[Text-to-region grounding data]
● ● ● ● ●

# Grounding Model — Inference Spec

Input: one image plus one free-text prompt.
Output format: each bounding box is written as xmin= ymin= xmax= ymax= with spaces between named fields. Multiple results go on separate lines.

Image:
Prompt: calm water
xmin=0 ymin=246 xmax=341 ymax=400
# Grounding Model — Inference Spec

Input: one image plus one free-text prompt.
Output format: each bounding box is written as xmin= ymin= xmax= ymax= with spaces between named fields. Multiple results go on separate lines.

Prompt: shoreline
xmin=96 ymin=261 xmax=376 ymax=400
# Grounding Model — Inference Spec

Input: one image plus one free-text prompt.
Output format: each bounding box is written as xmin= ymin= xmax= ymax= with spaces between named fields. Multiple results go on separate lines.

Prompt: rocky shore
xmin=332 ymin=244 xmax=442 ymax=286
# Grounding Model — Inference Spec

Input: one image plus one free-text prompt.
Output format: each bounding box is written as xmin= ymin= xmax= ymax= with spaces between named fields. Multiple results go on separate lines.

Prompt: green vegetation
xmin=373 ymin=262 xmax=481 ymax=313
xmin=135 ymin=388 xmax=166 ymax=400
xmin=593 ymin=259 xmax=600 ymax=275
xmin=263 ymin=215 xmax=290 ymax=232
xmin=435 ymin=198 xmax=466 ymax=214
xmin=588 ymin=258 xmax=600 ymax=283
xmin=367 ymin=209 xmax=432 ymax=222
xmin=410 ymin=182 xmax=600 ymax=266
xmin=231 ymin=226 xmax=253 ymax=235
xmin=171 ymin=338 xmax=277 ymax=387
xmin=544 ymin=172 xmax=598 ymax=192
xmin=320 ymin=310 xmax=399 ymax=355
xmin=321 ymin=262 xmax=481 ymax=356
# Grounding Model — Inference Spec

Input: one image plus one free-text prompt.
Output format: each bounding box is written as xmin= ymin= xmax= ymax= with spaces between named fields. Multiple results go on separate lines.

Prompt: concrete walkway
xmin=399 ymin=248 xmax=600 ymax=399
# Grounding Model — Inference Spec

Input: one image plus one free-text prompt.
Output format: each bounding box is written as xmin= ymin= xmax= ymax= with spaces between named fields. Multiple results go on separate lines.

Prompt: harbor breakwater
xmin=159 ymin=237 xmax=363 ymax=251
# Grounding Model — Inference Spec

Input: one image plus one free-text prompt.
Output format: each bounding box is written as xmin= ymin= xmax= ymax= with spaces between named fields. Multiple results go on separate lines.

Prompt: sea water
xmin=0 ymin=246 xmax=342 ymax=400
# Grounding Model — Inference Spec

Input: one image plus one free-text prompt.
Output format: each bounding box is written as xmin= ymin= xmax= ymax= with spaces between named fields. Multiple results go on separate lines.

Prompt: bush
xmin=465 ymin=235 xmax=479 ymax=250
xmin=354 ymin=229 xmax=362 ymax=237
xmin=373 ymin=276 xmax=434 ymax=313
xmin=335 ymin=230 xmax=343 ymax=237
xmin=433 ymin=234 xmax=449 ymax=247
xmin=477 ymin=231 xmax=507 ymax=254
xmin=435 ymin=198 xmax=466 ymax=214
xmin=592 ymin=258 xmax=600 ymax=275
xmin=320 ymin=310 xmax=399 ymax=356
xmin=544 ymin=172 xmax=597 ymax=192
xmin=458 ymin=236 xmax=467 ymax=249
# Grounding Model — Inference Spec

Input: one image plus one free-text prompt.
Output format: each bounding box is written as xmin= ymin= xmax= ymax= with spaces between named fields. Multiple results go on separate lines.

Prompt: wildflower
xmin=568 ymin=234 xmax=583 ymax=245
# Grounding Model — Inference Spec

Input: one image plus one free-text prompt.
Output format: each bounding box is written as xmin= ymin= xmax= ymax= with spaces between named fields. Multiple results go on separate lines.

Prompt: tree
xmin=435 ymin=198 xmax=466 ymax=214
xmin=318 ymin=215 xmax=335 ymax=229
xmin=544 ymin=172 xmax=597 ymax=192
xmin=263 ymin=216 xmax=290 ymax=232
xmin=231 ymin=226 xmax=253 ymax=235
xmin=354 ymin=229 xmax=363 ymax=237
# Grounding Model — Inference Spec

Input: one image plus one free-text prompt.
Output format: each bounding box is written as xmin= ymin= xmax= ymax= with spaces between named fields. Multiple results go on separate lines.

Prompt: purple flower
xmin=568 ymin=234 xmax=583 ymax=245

● ● ● ● ●

__Work item__:
Nothing but an exact transcription of the records is expected.

__The answer__:
# Grounding Model — Inference Spec

Input: one image plus one free-text prompt.
Output format: each bounding box is written as xmin= ymin= xmax= ymax= with spaces between named fields. Multiple results go on separate lines.

Image:
Prompt: calm water
xmin=0 ymin=246 xmax=341 ymax=400
# Grounding Model — Inference Spec

Input: one image plus one free-text prompt.
Output format: each bounding box is written as xmin= ymin= xmax= ymax= with spaces between named fields. Multiple results go on separate lines.

Prompt: shoreline
xmin=96 ymin=261 xmax=376 ymax=400
# Grounding Model — Inference Spec

Input: one image plus one free-text prompt.
Output format: each bounding box is written as xmin= ymin= xmax= ymax= with spaces between named fields. Multiple results go on separate lines.

Prompt: rocky shore
xmin=332 ymin=244 xmax=442 ymax=286
# Grounding Model — Inference Spec

Input: one image plus one free-text prompt.
Output format: each bounding box is written as xmin= ymin= xmax= ymax= with spaces between named fields. Multiple results go on separate lines.

Prompt: green vegetation
xmin=373 ymin=262 xmax=481 ymax=313
xmin=135 ymin=388 xmax=166 ymax=400
xmin=593 ymin=259 xmax=600 ymax=275
xmin=263 ymin=215 xmax=290 ymax=232
xmin=435 ymin=198 xmax=466 ymax=214
xmin=588 ymin=258 xmax=600 ymax=283
xmin=367 ymin=209 xmax=432 ymax=222
xmin=410 ymin=182 xmax=600 ymax=266
xmin=231 ymin=226 xmax=253 ymax=235
xmin=171 ymin=338 xmax=277 ymax=387
xmin=544 ymin=172 xmax=598 ymax=192
xmin=320 ymin=310 xmax=399 ymax=355
xmin=321 ymin=262 xmax=481 ymax=356
# Grounding Model — Inference Spec

Input: one image plus one free-text prompt.
Output format: each bounding box is written as xmin= ymin= xmax= ymax= with spaces between named fields. Multiple results go on separate lines.

Prompt: concrete walkway
xmin=399 ymin=248 xmax=600 ymax=399
# Grounding Model — Inference Spec

Input: one image plus one free-text prompt.
Output format: each bounding box is written as xmin= ymin= xmax= ymax= with spaces between named fields. Multiple results go on separate lines.

Prompt: harbor breakwater
xmin=159 ymin=237 xmax=363 ymax=251
# Grounding Model — Inference Spec

Input: one image plus one free-text prompt.
Output format: each bounding box is written as xmin= ymin= xmax= ymax= with spaces between named fields. Multiple results go on separate lines.

Prompt: sea water
xmin=0 ymin=246 xmax=342 ymax=400
# Grounding Model — Inference Spec

Input: one image plus one free-text prompt.
Output format: each bounding box is written as xmin= ymin= xmax= ymax= with spaces between named fields. Multiple results go on separate lines.

Prompt: bush
xmin=465 ymin=235 xmax=479 ymax=250
xmin=354 ymin=229 xmax=362 ymax=237
xmin=373 ymin=276 xmax=434 ymax=313
xmin=335 ymin=230 xmax=343 ymax=237
xmin=433 ymin=234 xmax=449 ymax=247
xmin=477 ymin=231 xmax=507 ymax=254
xmin=435 ymin=198 xmax=466 ymax=214
xmin=592 ymin=258 xmax=600 ymax=275
xmin=320 ymin=310 xmax=399 ymax=356
xmin=544 ymin=172 xmax=597 ymax=192
xmin=458 ymin=236 xmax=467 ymax=249
# Grounding Model — Inference Spec

Input: one image plus one free-text prompt.
Output format: each bounding box is written as xmin= ymin= xmax= ymax= with spaces between named fields. Multiple results go on separate lines.

Prompt: wildflower
xmin=568 ymin=234 xmax=583 ymax=245
# Grounding Model — Inference Spec

Input: one image plus one free-text prompt.
Output format: each bounding box is written as xmin= ymin= xmax= ymax= with spaces between named fields. Multiple results go on separate lines.

Prompt: tree
xmin=435 ymin=198 xmax=466 ymax=214
xmin=318 ymin=215 xmax=335 ymax=229
xmin=544 ymin=172 xmax=597 ymax=192
xmin=263 ymin=216 xmax=290 ymax=232
xmin=231 ymin=226 xmax=253 ymax=235
xmin=354 ymin=229 xmax=363 ymax=237
# Grounding Model — Inference Spec

Input: one image plus one free-text prompt.
Output format: each bounding box is written as xmin= ymin= xmax= ymax= with spaces between named fields. Multiple results go on separate lines.

Prompt: purple flower
xmin=568 ymin=234 xmax=583 ymax=245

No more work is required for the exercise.